◆ SHORT PROBLEM
Carry the hunting post below, about calling a raccoon out of a den tree, forward from the point where it stops.

◆ PROVIDED PASSAGE
(begin)

I hit the woods right after work this evening and called next to what I thought was a den tree and near the cave area. No luck. So I loaded up and hit the trail and went to where I thought there was another one, but upon reaching the tree I noticed that there weren't any holes in it so I just went up the trail another 50 yds to where a tree had blown down on my fence and the neighbor had cut it up. I could see that the top had snapped off and it looked like a good place for a den, so that's where I set up.

I put the Mojo Critter about 10 yds. south of the tree and I sat about 20 yds. to the east of the tree. I sat down and hit the Scorpion on the "raccoon fight" sound. After setting the volume level where I wanted it I looked right up at the tree and I was looking right at a raccoon. BUSTED!! He had me busted in less than 30 seconds. I couldn't believe that he came out that soon!

He peeked out around the tree at me at least fifteen times in the next ten minutes, but he wouldn't commit himself completely. Even though I never got a good shot I had a blast. I had to keep from laughing at thim. He was hilarious! I hate the season will be over this weekend. If I had known it was this fast and fun I would have tried it earlier. So if you get bored of coyote hunting find yourself a den tree and have fun.

(end)

◆ PROVIDED INFORMATION
(begin)

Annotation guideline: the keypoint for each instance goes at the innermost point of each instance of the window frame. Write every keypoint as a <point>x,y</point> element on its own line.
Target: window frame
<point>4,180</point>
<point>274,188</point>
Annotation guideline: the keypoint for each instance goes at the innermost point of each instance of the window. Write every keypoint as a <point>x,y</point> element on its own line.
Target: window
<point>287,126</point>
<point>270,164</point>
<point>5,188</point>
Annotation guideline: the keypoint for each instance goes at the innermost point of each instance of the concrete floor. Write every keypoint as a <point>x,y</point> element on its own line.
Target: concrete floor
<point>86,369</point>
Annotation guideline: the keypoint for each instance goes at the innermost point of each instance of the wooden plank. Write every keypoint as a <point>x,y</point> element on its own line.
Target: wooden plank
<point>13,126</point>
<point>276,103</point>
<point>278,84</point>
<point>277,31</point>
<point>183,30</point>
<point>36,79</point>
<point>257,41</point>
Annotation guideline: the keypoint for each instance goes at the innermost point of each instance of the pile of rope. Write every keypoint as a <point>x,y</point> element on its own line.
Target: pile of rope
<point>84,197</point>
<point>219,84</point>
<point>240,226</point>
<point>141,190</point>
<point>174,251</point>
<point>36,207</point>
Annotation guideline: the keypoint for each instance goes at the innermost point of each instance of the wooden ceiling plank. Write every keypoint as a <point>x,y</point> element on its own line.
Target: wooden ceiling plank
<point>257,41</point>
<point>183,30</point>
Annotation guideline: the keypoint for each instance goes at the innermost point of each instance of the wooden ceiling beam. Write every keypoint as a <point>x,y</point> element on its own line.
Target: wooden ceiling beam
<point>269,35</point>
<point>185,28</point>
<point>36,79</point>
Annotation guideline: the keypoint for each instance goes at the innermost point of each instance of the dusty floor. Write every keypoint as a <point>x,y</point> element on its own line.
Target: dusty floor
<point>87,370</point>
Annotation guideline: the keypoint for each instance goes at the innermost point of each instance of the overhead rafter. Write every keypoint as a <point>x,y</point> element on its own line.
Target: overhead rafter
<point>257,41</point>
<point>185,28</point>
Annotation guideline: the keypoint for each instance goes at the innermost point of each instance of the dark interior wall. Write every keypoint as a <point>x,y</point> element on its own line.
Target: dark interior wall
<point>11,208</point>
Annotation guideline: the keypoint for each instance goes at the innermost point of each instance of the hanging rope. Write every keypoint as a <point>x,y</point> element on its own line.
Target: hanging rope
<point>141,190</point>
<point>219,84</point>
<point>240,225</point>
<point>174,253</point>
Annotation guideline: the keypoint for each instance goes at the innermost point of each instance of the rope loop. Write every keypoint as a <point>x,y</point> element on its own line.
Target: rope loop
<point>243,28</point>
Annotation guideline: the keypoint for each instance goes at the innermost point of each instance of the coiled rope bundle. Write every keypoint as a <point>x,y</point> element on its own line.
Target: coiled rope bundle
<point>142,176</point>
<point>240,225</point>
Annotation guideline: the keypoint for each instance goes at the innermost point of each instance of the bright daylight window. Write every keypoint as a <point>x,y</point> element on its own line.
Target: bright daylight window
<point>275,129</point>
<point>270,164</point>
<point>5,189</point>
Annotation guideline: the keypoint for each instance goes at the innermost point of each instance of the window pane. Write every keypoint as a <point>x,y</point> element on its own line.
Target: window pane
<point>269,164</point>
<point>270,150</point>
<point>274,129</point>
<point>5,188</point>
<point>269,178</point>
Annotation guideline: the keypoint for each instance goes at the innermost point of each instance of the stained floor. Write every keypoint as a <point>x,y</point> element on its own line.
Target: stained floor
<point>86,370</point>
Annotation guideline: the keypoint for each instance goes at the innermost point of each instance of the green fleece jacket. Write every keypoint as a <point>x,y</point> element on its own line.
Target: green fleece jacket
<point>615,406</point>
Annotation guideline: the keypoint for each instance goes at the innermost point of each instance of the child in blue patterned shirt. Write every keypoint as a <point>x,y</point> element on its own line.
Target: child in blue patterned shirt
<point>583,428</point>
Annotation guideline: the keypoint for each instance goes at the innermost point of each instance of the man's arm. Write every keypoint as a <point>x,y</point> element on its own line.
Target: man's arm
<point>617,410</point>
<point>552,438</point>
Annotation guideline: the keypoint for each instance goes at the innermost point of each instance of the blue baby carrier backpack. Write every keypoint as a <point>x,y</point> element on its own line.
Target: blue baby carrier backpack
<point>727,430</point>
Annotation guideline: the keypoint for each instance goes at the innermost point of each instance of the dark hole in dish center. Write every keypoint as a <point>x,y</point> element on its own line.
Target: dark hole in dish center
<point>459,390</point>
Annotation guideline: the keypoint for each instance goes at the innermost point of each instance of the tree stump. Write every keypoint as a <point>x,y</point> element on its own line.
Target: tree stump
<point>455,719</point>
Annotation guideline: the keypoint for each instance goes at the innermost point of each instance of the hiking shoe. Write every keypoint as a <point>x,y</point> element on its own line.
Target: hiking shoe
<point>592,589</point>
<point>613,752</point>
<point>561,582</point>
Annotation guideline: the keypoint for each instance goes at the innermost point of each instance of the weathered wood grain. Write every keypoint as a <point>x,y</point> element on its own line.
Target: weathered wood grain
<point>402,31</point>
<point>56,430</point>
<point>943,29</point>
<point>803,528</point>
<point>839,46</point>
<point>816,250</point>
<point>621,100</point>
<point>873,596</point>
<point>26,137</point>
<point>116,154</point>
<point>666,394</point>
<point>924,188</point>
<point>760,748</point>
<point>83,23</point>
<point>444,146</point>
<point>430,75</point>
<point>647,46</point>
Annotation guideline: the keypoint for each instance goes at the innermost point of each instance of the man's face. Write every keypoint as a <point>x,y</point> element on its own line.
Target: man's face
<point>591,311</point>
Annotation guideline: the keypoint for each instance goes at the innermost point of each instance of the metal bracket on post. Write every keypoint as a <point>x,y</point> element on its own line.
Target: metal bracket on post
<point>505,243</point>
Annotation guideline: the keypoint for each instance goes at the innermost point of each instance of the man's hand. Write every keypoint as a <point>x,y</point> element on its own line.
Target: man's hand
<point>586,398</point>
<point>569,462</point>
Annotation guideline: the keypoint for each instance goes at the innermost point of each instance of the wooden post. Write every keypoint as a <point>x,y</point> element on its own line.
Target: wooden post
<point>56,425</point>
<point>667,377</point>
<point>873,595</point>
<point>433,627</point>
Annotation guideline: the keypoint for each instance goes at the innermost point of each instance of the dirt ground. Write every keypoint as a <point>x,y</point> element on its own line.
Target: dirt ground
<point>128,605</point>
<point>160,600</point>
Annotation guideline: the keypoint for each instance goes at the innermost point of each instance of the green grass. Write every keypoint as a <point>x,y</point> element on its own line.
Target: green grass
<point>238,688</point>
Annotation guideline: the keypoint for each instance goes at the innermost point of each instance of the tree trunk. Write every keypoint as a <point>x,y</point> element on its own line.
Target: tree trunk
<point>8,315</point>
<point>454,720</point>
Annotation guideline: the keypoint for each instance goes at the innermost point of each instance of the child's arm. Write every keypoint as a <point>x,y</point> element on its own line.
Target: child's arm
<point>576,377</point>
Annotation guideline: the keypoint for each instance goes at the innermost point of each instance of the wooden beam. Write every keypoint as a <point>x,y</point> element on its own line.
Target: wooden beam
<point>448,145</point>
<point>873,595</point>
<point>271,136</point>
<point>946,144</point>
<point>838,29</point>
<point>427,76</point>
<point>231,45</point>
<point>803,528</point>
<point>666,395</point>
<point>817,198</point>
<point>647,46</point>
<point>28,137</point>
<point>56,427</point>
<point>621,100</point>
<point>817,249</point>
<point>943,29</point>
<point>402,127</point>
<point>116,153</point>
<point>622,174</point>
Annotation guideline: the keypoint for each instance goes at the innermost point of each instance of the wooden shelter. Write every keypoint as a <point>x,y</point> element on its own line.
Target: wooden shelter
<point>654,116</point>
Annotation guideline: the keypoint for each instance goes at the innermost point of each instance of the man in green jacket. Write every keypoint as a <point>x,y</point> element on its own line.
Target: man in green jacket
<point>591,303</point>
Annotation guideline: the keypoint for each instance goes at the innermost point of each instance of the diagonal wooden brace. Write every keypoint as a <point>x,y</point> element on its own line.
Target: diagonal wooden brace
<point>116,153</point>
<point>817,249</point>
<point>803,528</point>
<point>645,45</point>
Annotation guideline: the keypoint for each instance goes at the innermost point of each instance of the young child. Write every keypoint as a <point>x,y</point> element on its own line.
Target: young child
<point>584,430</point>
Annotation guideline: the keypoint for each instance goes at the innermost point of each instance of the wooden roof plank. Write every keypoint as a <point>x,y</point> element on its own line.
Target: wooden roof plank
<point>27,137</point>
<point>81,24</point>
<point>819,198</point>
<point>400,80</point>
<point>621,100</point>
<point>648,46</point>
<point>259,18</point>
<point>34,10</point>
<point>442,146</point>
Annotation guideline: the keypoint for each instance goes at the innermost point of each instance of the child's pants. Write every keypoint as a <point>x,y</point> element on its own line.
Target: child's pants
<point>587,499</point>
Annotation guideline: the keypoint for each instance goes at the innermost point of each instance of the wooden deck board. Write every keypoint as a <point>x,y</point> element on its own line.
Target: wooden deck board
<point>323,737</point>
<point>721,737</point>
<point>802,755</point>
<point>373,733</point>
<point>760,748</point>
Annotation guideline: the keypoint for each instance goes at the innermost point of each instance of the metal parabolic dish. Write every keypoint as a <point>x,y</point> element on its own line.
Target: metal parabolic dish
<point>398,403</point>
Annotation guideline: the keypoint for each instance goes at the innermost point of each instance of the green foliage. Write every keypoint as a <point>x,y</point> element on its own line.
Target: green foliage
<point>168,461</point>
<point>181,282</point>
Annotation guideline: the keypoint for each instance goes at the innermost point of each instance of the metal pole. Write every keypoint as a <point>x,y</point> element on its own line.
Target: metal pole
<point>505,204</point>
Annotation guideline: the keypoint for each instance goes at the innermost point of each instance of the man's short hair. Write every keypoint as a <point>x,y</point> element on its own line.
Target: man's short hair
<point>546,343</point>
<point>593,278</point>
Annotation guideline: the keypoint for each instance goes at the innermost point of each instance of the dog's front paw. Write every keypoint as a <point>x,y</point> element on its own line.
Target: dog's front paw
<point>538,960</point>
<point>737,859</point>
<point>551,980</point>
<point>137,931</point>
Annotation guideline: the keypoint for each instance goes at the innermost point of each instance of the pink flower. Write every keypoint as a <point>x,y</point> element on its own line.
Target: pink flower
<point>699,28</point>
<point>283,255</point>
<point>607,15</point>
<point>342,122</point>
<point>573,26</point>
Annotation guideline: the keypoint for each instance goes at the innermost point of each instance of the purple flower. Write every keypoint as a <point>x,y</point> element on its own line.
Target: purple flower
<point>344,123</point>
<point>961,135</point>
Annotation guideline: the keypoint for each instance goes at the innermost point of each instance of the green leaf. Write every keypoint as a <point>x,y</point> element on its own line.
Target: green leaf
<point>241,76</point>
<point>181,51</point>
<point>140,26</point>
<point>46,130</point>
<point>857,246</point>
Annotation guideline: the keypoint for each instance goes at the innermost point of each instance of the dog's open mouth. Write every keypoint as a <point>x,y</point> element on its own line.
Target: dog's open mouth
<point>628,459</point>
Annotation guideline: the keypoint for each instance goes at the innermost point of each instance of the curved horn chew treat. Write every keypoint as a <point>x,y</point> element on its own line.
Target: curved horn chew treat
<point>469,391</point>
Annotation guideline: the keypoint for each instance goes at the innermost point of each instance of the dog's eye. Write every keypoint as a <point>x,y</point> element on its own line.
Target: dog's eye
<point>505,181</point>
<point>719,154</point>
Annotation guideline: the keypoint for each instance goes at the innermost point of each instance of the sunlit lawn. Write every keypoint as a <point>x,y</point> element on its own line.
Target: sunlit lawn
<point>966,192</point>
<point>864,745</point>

(end)

◆ EXERCISE RESULT
After my earlier hunt yesterday I decided to hit the hay a little early last night, however I thought it best to check my front deck for "visitors" since I had just killed a "snaggle tooth" varmint the night before. I went out on the deck and went down to the far south end where my visitors like to "hang out". When I didn't see anything I looked down through the woods and what do I see but ole Rocky Raccoon.

So I go back in the house, get my Scorpion and Ruger 10/22 rifle and head back out. I go down by the edge of the woods and hit the caller. Sure enough, here he comes madder than a hornet running up through the woods. Long story short, I missed and he kept on trucking down through the woods, but what a show. He was coming up to kick some butt. Anyway, another interesting "hunt". This type of raccoon hunting is pretty wild. So after I searched the woods in my pajamas and house shoes and found no blood, I went to bed and dreamt that they were "coming to the call" all night long. I still missed them all. Bummer! Maybe next time.

One question for those that have hunted this way before. How long would you wait before you tried calling this location again? Thanks. See ya in the woods.


----------



## On a call (Mar 3, 2010)

Glad you had fun TR...good to see ya again.

I have no idea about raccoon...I would try again as soon as you wanted. But perhaps raccoon have a better memory than I give em credit for.


----------



## Helmet_S (Mar 18, 2010)

If I hit the woods in my PJ's I have to say that I would probably scare everything off with the glare from my white rear.

Anyways sounds like a great hunt and a good story. Maybe a shotgun would work better?


----------



## youngdon (Mar 10, 2010)

Great story Teamroper, thanks for sharing. I have no raccoon calling experience.


----------



## youngdon (Mar 10, 2010)

TMI Helmet.


----------



## hassell (Feb 9, 2010)

Great story, thanks for sharing.


----------



## catcapper (Feb 11, 2010)

raccoon are always fun. You almost got me rambl'in about the old days Teamroper, run'in hounds.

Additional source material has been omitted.